DATA SUPPLIED:
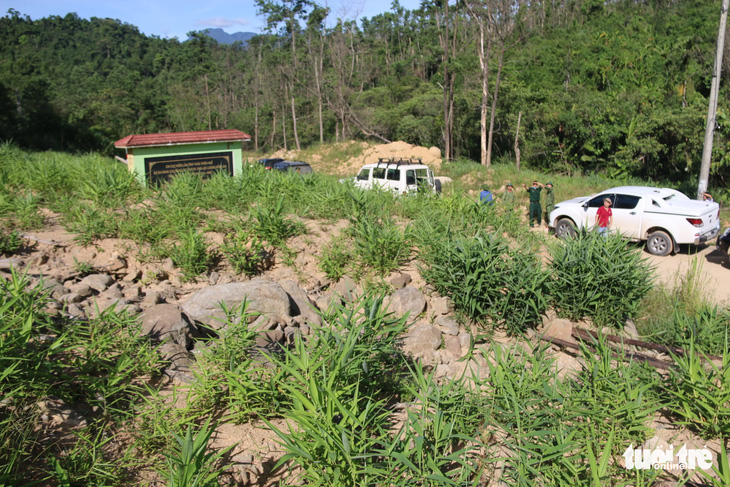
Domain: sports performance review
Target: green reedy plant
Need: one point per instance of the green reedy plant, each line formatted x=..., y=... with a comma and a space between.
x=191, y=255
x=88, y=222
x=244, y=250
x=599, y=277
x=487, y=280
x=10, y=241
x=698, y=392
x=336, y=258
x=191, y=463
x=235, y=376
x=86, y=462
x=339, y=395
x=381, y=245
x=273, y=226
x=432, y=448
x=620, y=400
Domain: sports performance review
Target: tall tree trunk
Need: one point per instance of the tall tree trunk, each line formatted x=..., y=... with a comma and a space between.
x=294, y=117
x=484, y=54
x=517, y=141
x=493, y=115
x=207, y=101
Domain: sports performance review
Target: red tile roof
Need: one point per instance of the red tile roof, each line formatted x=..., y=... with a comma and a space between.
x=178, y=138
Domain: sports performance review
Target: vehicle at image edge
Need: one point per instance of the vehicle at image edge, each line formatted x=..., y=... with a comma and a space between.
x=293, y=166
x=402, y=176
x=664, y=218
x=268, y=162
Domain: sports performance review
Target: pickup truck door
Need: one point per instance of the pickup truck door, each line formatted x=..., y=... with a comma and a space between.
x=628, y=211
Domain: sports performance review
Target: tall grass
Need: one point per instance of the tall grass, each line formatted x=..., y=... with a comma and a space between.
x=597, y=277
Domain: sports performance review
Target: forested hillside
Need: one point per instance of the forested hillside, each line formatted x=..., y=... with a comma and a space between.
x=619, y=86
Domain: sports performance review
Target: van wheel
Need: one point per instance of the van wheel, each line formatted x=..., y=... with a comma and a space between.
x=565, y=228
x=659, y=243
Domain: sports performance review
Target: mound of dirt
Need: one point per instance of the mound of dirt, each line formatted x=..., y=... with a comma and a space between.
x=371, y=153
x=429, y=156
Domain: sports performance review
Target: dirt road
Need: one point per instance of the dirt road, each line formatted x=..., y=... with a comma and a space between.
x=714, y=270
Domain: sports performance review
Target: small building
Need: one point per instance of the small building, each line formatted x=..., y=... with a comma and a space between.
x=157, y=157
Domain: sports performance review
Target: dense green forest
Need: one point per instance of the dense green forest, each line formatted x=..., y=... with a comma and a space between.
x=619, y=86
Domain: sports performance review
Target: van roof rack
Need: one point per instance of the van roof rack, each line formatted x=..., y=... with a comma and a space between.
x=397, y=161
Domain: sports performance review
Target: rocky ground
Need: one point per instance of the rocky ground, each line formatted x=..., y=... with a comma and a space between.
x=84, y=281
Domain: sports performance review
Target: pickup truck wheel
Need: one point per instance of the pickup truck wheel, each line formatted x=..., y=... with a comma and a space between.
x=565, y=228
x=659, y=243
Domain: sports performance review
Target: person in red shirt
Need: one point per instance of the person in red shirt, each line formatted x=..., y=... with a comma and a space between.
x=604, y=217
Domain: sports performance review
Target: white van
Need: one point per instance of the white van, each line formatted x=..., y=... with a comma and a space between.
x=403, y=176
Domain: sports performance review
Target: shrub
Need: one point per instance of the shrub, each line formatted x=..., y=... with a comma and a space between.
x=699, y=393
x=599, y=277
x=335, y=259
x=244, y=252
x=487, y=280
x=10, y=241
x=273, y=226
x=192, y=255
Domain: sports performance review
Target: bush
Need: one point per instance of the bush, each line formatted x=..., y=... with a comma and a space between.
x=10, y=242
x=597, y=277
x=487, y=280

---

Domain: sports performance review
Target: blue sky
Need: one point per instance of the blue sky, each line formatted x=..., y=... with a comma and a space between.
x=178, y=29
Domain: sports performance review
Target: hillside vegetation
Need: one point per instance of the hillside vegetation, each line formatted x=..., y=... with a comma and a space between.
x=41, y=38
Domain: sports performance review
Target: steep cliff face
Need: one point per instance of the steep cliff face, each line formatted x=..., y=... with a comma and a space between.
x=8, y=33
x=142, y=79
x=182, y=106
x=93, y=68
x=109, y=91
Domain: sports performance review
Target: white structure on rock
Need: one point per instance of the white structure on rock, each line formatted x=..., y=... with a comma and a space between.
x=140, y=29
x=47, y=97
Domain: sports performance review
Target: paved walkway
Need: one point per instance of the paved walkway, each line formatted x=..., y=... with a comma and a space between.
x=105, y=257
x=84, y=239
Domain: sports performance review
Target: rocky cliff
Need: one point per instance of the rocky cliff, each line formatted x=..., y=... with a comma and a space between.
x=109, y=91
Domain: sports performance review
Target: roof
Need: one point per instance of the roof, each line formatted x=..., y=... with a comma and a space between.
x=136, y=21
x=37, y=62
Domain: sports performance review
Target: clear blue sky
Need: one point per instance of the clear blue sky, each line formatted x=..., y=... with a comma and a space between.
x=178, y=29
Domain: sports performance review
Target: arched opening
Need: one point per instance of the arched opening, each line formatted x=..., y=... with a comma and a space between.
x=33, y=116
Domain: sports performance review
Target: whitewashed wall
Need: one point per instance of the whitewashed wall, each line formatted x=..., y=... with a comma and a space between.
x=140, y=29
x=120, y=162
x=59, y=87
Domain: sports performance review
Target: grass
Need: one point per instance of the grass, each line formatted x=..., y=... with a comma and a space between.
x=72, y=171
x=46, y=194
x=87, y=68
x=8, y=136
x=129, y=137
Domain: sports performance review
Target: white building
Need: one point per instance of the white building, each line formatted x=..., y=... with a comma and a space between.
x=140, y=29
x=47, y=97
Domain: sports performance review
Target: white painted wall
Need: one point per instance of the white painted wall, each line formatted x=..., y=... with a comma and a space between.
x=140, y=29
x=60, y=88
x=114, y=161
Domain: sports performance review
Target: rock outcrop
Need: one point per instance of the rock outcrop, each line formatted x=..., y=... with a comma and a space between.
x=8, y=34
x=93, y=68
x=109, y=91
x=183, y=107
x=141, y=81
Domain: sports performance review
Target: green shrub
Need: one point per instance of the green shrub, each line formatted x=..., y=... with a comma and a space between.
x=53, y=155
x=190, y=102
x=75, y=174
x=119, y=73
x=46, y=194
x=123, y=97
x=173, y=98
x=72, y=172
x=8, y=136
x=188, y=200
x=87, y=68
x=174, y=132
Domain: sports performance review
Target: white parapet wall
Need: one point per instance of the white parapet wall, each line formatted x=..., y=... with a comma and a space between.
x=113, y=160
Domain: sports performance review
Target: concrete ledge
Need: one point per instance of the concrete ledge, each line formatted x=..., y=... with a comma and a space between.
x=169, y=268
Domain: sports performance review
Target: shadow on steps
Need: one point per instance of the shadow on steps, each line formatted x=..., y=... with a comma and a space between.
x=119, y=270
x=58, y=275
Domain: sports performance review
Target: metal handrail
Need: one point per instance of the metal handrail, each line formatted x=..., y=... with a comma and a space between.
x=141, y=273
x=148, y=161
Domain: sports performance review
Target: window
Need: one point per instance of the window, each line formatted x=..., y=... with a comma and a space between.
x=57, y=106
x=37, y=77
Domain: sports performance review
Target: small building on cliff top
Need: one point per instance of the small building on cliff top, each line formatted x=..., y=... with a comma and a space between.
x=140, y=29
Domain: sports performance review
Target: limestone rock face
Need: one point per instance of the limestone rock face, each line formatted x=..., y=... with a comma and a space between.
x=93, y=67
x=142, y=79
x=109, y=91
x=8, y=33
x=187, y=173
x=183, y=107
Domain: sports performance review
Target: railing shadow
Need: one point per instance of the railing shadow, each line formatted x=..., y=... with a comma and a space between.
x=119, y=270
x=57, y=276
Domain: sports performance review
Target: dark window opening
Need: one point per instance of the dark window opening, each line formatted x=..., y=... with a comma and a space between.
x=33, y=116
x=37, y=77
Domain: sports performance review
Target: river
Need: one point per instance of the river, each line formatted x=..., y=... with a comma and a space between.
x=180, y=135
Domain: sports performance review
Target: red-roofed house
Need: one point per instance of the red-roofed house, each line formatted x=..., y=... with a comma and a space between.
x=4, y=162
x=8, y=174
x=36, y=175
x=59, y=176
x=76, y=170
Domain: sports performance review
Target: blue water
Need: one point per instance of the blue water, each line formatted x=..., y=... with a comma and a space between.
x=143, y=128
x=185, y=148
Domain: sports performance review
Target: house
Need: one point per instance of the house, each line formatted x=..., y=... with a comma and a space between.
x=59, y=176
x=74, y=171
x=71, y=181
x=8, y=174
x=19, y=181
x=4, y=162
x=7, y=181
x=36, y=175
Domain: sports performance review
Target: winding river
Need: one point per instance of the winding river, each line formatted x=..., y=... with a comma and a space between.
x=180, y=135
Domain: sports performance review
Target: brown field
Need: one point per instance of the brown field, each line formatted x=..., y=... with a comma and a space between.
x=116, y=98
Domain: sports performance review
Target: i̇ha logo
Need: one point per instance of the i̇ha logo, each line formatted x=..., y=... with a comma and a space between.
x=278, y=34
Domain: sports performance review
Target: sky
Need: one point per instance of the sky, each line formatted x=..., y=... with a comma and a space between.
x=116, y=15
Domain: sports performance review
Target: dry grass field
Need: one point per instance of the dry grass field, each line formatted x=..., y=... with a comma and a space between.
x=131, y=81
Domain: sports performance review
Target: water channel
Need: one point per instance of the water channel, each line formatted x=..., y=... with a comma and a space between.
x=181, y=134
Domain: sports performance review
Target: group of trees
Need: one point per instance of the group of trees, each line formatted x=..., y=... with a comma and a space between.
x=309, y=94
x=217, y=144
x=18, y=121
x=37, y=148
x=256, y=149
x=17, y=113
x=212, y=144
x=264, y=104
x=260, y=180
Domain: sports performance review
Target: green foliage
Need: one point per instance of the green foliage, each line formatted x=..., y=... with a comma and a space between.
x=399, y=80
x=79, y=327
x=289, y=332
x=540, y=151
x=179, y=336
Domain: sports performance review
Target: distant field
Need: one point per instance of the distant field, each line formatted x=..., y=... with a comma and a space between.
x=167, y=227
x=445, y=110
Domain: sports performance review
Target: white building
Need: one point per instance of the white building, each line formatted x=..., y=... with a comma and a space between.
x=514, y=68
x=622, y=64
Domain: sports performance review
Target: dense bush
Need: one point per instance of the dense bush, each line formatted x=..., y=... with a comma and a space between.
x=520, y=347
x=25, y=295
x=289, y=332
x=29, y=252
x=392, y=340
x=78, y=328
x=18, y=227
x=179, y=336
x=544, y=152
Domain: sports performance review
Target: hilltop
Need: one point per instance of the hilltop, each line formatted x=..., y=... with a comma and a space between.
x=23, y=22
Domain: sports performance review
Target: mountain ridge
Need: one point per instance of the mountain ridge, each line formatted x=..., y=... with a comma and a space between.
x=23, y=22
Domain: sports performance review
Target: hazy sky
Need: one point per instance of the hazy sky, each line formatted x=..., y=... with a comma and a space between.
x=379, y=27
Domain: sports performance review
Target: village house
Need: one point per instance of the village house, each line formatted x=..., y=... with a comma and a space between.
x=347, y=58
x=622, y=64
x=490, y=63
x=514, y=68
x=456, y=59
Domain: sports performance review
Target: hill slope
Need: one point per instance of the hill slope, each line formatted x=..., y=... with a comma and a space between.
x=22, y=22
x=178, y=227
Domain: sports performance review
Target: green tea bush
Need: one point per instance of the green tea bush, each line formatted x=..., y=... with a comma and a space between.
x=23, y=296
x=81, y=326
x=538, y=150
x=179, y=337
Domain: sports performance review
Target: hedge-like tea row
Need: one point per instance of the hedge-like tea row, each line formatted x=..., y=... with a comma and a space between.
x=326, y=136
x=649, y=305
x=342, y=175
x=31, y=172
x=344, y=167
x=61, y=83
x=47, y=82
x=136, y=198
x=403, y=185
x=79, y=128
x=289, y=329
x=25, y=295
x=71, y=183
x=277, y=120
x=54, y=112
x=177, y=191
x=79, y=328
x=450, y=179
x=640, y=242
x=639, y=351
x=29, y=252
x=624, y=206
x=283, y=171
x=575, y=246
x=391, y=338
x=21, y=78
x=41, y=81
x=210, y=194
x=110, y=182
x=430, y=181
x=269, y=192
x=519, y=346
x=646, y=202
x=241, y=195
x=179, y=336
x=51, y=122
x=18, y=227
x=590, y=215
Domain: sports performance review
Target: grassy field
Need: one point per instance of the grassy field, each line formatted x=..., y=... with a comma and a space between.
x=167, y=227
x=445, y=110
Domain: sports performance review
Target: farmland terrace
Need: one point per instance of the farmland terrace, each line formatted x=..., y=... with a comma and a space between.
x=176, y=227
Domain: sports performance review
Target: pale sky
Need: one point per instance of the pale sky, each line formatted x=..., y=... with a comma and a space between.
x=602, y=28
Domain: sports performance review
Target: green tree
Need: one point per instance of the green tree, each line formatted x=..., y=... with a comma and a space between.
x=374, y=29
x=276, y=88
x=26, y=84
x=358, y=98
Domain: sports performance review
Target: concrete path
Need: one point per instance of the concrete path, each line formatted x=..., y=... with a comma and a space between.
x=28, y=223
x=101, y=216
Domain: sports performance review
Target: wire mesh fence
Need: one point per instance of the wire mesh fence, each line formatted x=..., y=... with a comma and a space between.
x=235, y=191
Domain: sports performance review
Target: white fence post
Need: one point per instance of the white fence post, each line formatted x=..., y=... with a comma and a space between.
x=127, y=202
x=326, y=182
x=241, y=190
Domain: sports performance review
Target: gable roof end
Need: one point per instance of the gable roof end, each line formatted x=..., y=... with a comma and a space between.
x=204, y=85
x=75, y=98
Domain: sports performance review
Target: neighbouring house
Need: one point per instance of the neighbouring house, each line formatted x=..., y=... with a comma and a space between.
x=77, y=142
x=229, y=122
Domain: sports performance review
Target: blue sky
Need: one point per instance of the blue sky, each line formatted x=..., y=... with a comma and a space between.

ABOUT THIS EXERCISE:
Starting at the line with "Need: one point per instance of the rocky cliff, each" and ending at the line with "Target: green shrub", print each line of the listing above exactly, with no other lines.

SOLUTION FOR THIS PROBLEM:
Need: one point per instance of the rocky cliff, each line formatted x=..., y=... with a comma and a space between.
x=109, y=91
Domain: sports performance review
Target: roof
Need: one point per instance of the roof, each line formatted x=..., y=... with a comma and a space between.
x=136, y=21
x=37, y=62
Domain: sports performance review
Target: clear blue sky
Need: one point per instance of the clear blue sky, each line formatted x=..., y=... with a comma and a space between.
x=178, y=29
Domain: sports performance review
Target: arched opening
Need: one point per instance of the arched opening, each line formatted x=..., y=... with a comma and a space between.
x=33, y=116
Domain: sports performance review
Target: whitewashed wall
Need: one point per instance of the whitewashed wall, each line formatted x=..., y=... with a comma and a space between.
x=140, y=29
x=120, y=162
x=59, y=87
Domain: sports performance review
Target: grass
Need: one point per instance of the grass, each line formatted x=..., y=... with a comma and a space between.
x=72, y=171
x=46, y=194
x=87, y=68
x=8, y=136
x=129, y=137
Domain: sports performance review
Target: white building
Need: one point per instance of the white building, each line formatted x=..., y=... with a comma and a space between.
x=140, y=29
x=47, y=97
Domain: sports performance review
Target: white painted wall
Need: one point per instance of the white painted wall, each line formatted x=..., y=... with a comma and a space between.
x=140, y=29
x=60, y=88
x=114, y=161
Domain: sports performance review
Target: rock outcrop
Need: one point per instance of the rock outcrop, each line formatted x=..., y=... with a comma and a space between.
x=8, y=34
x=93, y=68
x=109, y=91
x=183, y=107
x=141, y=81
Domain: sports performance review
Target: green shrub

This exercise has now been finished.